WRITTEN INSTRUCTION ▸ Write out the material again from the line with "Target: cilantro bunch" through the end, substituting "ripe tomato" for "red tomato" and leaving everything else unchanged.
═════ PROVIDED RECORDS ═════
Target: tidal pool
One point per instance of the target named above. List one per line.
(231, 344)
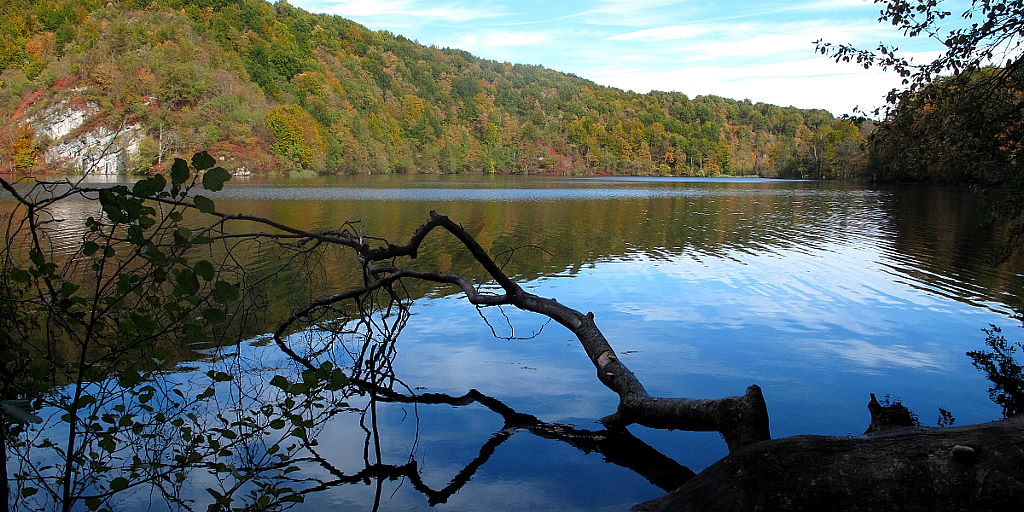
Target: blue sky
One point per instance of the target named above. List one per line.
(741, 49)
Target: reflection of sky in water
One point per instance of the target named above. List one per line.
(817, 305)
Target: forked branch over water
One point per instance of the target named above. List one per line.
(740, 420)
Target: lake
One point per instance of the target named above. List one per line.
(820, 293)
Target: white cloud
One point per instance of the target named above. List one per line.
(502, 39)
(663, 33)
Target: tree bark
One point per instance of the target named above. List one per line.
(971, 468)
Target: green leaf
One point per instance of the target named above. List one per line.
(203, 161)
(20, 411)
(214, 179)
(204, 204)
(185, 282)
(19, 275)
(119, 483)
(279, 381)
(179, 171)
(224, 292)
(204, 269)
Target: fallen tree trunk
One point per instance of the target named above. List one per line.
(741, 420)
(970, 468)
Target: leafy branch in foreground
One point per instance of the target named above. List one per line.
(1003, 371)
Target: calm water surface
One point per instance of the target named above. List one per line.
(820, 293)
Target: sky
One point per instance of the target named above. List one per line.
(745, 49)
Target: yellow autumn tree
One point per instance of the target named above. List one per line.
(298, 138)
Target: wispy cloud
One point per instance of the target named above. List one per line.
(664, 33)
(502, 39)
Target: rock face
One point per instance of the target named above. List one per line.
(79, 143)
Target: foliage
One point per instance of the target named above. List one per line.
(961, 117)
(1003, 370)
(246, 74)
(991, 36)
(92, 414)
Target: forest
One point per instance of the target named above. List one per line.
(276, 89)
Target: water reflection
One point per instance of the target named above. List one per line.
(819, 293)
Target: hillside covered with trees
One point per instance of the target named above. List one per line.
(274, 88)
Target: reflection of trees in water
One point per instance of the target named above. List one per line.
(942, 239)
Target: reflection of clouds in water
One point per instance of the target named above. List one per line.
(444, 326)
(875, 356)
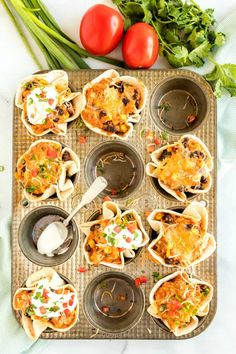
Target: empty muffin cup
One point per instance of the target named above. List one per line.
(120, 164)
(179, 105)
(112, 302)
(33, 225)
(98, 215)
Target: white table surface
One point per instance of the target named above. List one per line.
(15, 63)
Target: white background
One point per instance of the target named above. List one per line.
(15, 63)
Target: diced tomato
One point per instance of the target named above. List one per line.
(42, 310)
(143, 279)
(131, 227)
(71, 301)
(34, 171)
(156, 140)
(51, 153)
(113, 191)
(174, 305)
(82, 139)
(81, 270)
(150, 148)
(67, 312)
(45, 293)
(117, 229)
(128, 239)
(147, 213)
(149, 135)
(50, 101)
(106, 198)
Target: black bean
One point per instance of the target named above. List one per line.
(66, 156)
(109, 127)
(167, 218)
(137, 103)
(165, 153)
(171, 261)
(102, 114)
(185, 142)
(95, 227)
(203, 180)
(125, 101)
(189, 226)
(135, 94)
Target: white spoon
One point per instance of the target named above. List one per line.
(57, 232)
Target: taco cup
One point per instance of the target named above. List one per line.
(182, 167)
(46, 169)
(113, 237)
(182, 238)
(113, 104)
(178, 300)
(47, 103)
(46, 301)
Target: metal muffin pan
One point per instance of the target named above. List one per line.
(146, 194)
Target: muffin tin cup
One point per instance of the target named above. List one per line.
(124, 307)
(28, 246)
(177, 100)
(143, 326)
(117, 178)
(96, 215)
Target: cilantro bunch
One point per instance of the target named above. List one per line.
(186, 35)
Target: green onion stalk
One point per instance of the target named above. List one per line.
(58, 49)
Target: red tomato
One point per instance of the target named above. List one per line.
(51, 153)
(101, 29)
(140, 46)
(82, 139)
═════
RESULT OF THE EXERCISE ▸
Target: cilantro bunch
One point per instance of the target named above. List one per line.
(186, 35)
Target: green onion stalk
One point per instance of the target named above. List one per line.
(58, 49)
Target: ripe tomato
One point per instance of the target named above. List one per line.
(51, 153)
(101, 29)
(140, 46)
(82, 139)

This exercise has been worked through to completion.